**Written instruction:** Rewrite the rows in the stretch from the line containing "rice bowl. Keep to one point per instance." through the end of the rows, substituting "breaded cutlet" for "fried cutlet" and leaving everything else unchanged.

Items from a data source
%%

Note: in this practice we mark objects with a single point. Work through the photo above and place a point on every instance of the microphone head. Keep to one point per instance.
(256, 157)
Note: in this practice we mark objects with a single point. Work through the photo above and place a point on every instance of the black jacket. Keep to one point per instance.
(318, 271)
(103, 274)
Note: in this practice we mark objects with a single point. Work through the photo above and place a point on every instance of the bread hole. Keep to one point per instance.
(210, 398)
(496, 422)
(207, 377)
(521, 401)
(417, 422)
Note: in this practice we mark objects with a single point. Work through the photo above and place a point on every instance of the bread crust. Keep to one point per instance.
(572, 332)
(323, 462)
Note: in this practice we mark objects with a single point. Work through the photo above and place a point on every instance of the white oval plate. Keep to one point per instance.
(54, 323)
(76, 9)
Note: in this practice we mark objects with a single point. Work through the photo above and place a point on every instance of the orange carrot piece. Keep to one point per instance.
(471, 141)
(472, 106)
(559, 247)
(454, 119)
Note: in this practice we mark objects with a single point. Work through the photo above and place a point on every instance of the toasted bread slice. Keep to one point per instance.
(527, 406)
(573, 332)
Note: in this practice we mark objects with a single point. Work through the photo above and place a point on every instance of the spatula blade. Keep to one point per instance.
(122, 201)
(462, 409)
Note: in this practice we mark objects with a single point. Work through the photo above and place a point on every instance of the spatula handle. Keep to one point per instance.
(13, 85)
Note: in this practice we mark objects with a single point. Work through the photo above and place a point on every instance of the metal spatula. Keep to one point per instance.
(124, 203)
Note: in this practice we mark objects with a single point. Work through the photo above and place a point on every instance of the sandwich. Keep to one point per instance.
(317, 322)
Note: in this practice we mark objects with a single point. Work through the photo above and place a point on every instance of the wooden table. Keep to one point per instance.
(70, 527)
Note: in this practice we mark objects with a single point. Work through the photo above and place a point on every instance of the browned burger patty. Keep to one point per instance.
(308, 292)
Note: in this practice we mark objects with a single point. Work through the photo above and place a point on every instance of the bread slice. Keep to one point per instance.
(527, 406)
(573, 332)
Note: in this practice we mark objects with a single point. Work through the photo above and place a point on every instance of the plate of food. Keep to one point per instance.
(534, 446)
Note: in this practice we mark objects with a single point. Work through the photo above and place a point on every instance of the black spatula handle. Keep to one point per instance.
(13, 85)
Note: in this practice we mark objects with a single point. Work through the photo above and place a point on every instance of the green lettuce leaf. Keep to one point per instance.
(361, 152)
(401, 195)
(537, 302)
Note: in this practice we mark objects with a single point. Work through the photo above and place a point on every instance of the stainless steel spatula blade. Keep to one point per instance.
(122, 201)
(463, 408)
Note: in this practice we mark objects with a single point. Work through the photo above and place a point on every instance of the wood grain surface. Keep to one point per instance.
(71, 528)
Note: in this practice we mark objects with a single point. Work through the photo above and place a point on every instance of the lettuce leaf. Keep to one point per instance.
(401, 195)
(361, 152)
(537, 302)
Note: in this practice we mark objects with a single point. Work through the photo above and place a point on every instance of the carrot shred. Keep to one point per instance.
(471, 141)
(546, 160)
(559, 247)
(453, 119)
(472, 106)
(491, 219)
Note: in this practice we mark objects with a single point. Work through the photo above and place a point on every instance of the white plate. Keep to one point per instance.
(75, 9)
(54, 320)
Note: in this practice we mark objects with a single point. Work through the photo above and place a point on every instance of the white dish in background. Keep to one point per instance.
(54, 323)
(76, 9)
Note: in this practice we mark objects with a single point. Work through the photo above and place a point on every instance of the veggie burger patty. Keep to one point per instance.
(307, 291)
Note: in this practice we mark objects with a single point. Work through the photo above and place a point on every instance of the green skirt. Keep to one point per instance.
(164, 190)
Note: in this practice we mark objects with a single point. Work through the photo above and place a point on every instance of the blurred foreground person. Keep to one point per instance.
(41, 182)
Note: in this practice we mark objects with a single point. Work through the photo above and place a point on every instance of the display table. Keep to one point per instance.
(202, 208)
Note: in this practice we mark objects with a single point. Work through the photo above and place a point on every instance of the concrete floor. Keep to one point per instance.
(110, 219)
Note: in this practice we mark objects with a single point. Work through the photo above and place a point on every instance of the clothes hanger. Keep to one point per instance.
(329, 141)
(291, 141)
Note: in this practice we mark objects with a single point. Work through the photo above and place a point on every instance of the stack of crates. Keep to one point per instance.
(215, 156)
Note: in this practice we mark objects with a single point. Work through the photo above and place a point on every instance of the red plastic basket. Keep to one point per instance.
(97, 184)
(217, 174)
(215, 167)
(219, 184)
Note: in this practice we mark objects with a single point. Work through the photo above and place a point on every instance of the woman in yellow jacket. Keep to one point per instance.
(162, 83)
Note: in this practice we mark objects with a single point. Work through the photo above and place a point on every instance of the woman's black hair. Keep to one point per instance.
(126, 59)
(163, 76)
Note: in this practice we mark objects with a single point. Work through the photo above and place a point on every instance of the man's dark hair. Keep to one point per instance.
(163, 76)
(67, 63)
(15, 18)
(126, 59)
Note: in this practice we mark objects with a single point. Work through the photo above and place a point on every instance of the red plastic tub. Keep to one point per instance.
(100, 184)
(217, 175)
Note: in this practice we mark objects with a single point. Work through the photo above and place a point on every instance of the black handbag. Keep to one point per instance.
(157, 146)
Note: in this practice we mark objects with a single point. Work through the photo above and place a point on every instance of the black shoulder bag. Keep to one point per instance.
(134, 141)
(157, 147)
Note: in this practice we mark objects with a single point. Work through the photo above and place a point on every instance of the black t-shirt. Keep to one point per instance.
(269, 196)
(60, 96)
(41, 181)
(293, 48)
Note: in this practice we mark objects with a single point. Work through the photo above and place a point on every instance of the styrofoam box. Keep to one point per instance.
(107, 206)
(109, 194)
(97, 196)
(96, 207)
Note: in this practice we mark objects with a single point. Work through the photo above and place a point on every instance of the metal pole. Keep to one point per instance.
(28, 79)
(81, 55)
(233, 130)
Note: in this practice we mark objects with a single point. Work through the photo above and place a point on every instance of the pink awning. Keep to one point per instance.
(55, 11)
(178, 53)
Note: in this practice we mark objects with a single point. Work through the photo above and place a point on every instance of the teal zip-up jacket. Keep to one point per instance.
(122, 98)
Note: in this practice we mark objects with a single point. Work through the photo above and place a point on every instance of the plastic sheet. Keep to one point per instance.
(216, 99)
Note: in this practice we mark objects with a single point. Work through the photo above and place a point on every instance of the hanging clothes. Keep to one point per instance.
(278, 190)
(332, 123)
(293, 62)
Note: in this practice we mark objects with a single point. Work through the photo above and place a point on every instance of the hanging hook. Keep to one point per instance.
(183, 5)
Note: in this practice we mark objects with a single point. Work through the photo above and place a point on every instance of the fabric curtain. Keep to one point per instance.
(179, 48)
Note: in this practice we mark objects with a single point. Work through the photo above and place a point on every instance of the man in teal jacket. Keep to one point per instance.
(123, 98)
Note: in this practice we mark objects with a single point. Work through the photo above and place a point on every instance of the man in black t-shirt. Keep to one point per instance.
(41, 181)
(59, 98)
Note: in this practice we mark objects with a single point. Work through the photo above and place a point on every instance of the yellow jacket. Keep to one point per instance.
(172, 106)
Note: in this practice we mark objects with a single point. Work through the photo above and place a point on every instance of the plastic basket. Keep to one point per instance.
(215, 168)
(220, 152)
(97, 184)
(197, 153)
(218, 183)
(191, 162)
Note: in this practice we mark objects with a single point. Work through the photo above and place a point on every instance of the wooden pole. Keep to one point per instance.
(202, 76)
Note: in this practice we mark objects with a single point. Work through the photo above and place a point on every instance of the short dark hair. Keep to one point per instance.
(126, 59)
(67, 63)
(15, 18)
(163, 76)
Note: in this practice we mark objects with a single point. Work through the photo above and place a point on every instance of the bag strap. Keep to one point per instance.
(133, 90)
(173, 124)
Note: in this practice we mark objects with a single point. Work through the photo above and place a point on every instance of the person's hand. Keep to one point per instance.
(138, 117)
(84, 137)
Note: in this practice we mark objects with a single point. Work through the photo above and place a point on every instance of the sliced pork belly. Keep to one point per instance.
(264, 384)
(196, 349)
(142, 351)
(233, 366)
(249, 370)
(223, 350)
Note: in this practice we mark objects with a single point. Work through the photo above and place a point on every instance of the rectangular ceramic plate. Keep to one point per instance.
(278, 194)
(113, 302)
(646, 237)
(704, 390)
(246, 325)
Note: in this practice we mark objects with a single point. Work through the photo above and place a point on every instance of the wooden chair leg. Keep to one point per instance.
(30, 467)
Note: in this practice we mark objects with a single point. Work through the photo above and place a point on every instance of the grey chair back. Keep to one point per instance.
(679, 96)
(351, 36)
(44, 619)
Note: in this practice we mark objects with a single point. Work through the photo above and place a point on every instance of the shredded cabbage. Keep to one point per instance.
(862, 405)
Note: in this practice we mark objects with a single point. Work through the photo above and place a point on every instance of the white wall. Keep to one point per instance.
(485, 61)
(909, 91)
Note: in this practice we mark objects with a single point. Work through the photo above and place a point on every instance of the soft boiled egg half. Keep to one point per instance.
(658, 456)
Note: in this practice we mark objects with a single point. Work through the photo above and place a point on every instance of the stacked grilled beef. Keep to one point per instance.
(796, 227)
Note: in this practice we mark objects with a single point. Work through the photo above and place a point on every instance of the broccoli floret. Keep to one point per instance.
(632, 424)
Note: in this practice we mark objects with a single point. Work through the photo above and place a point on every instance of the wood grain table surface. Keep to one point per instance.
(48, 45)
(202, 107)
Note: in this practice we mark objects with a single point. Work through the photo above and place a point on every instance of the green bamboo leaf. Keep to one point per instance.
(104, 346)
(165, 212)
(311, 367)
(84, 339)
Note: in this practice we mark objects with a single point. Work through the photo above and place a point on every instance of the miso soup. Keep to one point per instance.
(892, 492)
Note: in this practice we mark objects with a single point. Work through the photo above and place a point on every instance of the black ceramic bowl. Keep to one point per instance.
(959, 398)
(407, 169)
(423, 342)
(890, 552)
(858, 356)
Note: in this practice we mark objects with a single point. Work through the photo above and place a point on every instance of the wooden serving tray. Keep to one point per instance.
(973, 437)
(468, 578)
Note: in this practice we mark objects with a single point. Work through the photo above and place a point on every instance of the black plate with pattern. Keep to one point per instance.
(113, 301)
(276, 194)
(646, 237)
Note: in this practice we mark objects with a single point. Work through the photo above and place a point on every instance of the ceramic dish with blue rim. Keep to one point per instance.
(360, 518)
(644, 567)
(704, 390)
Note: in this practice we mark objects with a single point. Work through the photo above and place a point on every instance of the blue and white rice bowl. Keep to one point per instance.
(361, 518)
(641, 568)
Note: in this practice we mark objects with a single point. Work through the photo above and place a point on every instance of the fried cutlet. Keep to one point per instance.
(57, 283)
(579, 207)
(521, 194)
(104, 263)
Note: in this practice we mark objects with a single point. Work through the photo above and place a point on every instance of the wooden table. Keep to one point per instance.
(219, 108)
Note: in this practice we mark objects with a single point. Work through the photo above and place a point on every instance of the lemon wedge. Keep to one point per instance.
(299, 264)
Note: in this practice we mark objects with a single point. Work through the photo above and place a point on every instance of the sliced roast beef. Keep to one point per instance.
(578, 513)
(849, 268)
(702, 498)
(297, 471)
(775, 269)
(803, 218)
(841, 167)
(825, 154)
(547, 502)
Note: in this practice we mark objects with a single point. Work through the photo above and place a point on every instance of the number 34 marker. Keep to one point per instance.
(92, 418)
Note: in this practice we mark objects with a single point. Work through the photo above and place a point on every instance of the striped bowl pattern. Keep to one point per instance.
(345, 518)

%%

**Final result:**
Note: in this practice we mark objects with a single point. Work through the photo above and place a point on every instance of the blue and white rice bowl. Keep to one point per instance.
(361, 518)
(641, 568)
Note: in this practice we mark objects with a single point. Work through the photo above and place a point on every instance of the breaded cutlet. Keep to one point per instance.
(57, 283)
(579, 207)
(521, 194)
(104, 263)
Note: in this practice we mark objects with a single point. Work through the photo above and place a point on every instance of the wooden table. Keep to one point per instance.
(219, 108)
Note: in this practice we mark objects with a single point. Work through the photo above and place a point on every instance of the lemon wedge. Keep to one point per instance.
(299, 264)
Note: in this practice we mark objects with a single point. Work through the photo above and place a point on every instance of the sliced roast beef. Keep to one point per instance.
(578, 513)
(849, 268)
(702, 498)
(297, 471)
(775, 269)
(803, 218)
(841, 167)
(825, 154)
(547, 502)
Note: in this practice we mark objects with a single point. Work through the photo above and place a point on every instance of the number 34 marker. Keep to one point per instance.
(92, 418)
Note: in this practice we mark objects with a single point. Work through the photo above and place a point on every instance of the striped bowl pattern. Keep to one point per instance.
(345, 518)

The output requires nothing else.